Work to complete
Return only the lines running from the top of the entries to the line with "TARGET: rear side window", inclusive, exactly as written.

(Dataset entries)
-=-=-

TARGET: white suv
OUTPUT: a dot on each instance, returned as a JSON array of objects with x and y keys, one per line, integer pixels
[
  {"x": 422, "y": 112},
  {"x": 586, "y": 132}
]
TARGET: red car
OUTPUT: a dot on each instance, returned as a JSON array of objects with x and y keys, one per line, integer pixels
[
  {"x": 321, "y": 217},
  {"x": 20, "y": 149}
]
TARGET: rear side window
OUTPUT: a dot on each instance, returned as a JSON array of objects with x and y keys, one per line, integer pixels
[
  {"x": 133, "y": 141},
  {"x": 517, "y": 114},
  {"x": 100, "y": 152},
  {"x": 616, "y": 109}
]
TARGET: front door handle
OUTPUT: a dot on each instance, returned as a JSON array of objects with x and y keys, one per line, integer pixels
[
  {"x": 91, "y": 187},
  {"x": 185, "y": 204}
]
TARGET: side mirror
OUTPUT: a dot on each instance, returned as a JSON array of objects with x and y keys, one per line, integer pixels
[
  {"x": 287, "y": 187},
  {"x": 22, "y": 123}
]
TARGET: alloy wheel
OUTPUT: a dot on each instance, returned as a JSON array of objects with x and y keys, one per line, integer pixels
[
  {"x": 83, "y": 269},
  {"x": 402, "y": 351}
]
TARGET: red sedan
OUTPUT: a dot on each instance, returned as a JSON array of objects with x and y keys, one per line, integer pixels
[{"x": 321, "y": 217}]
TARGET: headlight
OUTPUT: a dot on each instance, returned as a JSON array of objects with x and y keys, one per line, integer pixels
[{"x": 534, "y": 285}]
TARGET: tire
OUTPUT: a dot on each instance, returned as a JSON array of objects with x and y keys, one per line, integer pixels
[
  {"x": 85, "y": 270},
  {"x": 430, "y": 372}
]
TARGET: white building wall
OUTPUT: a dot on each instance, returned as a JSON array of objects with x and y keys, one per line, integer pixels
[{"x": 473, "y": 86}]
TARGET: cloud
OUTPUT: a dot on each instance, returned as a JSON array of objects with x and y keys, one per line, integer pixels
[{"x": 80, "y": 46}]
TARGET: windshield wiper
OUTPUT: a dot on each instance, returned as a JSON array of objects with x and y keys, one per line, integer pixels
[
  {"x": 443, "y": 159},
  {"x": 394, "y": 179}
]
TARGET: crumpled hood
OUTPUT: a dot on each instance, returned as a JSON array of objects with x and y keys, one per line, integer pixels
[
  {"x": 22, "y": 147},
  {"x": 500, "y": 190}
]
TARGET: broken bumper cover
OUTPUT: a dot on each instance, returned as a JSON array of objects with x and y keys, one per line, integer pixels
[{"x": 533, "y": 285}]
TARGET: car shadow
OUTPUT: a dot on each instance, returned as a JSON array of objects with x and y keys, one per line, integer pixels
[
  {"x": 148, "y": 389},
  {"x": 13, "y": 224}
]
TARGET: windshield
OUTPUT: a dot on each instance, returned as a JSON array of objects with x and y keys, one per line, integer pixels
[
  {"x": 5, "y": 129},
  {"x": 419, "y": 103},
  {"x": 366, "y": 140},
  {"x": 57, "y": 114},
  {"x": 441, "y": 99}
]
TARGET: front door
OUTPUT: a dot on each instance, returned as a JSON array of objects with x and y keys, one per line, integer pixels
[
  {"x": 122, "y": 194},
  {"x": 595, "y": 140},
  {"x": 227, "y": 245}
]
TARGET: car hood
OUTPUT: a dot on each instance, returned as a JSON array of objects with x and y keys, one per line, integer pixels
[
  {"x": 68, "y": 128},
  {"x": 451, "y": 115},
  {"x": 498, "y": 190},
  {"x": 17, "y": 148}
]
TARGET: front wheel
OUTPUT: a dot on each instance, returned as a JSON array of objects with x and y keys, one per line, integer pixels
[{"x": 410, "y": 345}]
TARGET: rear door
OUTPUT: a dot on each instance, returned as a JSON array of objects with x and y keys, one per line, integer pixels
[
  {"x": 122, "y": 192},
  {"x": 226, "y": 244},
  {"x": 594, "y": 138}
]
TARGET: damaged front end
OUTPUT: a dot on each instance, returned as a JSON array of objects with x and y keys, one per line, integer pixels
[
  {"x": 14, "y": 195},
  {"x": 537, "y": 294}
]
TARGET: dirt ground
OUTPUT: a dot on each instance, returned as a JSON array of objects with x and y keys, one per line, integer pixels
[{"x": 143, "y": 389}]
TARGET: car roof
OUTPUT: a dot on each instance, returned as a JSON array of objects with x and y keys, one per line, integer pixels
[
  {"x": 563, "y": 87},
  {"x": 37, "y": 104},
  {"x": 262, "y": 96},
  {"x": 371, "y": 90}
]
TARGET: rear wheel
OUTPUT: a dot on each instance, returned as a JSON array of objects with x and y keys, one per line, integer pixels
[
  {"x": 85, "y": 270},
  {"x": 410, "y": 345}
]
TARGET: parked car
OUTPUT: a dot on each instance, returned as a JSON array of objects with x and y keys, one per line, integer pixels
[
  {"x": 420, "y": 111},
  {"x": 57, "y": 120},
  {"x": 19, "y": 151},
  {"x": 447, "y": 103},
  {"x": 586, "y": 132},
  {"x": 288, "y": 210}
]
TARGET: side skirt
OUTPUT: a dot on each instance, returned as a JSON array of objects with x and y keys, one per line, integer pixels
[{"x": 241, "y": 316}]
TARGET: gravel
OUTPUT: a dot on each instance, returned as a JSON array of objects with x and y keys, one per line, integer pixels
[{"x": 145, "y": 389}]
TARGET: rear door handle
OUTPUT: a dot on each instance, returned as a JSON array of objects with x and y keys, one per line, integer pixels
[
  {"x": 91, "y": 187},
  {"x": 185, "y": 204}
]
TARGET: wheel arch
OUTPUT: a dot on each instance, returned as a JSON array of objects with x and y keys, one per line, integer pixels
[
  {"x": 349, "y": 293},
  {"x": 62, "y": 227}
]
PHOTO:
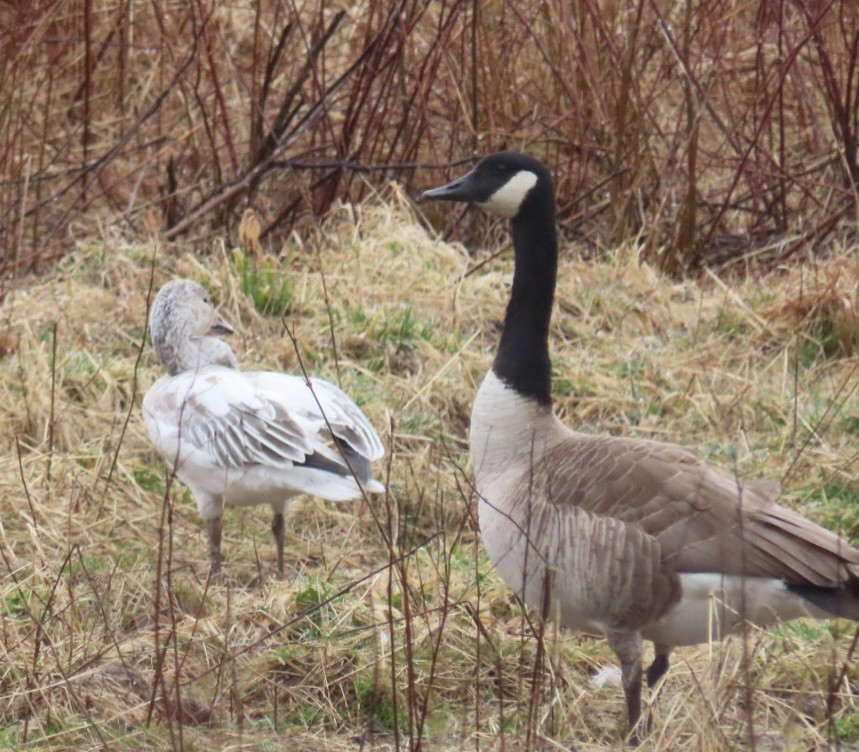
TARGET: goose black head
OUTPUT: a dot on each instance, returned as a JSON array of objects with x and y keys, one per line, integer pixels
[{"x": 504, "y": 183}]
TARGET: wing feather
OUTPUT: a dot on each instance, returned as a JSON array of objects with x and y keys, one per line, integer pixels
[{"x": 705, "y": 518}]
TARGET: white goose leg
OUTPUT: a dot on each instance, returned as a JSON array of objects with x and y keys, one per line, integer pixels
[
  {"x": 213, "y": 529},
  {"x": 277, "y": 528}
]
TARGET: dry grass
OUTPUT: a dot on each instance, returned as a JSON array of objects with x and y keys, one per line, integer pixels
[{"x": 111, "y": 637}]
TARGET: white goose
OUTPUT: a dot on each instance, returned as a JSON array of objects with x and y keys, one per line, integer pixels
[
  {"x": 629, "y": 538},
  {"x": 247, "y": 437}
]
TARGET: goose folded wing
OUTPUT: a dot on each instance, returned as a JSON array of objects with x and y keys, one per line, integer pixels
[
  {"x": 323, "y": 409},
  {"x": 218, "y": 418},
  {"x": 705, "y": 518}
]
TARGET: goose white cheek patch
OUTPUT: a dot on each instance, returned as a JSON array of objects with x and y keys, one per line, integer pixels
[{"x": 509, "y": 197}]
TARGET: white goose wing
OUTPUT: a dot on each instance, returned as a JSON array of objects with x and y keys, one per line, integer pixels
[
  {"x": 214, "y": 417},
  {"x": 321, "y": 407},
  {"x": 222, "y": 419}
]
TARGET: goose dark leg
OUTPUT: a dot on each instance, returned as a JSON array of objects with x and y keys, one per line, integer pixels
[
  {"x": 277, "y": 528},
  {"x": 628, "y": 648},
  {"x": 657, "y": 669},
  {"x": 213, "y": 529}
]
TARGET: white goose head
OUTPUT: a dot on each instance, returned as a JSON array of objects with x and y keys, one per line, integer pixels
[
  {"x": 506, "y": 184},
  {"x": 185, "y": 329}
]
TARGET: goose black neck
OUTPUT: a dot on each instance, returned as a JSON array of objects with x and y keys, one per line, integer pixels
[{"x": 522, "y": 361}]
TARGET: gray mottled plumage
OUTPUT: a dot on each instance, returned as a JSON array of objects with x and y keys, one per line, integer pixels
[{"x": 241, "y": 438}]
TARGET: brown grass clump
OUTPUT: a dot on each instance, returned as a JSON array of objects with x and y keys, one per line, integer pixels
[{"x": 392, "y": 631}]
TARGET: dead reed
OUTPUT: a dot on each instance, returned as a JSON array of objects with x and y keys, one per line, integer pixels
[
  {"x": 392, "y": 631},
  {"x": 705, "y": 129}
]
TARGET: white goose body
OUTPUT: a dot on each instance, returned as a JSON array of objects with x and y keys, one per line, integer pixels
[
  {"x": 631, "y": 538},
  {"x": 243, "y": 438}
]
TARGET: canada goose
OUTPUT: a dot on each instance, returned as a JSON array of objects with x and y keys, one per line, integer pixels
[
  {"x": 247, "y": 437},
  {"x": 629, "y": 538}
]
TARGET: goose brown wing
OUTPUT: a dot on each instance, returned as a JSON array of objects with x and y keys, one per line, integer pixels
[{"x": 705, "y": 519}]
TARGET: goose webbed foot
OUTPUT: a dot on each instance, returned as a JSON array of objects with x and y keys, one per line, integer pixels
[{"x": 628, "y": 648}]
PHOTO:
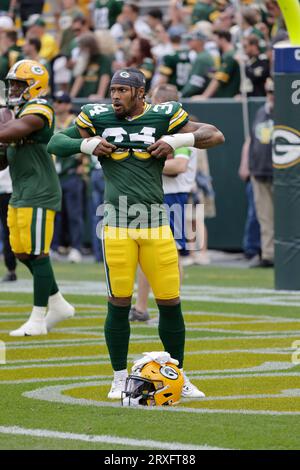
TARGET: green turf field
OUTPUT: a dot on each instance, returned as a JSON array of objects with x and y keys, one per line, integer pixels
[{"x": 240, "y": 343}]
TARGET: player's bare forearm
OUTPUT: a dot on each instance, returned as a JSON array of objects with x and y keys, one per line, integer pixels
[{"x": 206, "y": 135}]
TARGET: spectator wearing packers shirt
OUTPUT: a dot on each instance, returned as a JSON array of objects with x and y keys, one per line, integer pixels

-=-=-

Worked solution
TARGET: white suv
OUTPUT: a dot on each instance, returned as a JSON array of objects with x and y keys, one per line, integer pixels
[
  {"x": 422, "y": 112},
  {"x": 586, "y": 132}
]
TARGET: red car
OUTPUT: a dot on each instance, returned as a JSON array of objects with x and y keys, one per line, integer pixels
[
  {"x": 321, "y": 217},
  {"x": 20, "y": 149}
]
TARGET: rear side window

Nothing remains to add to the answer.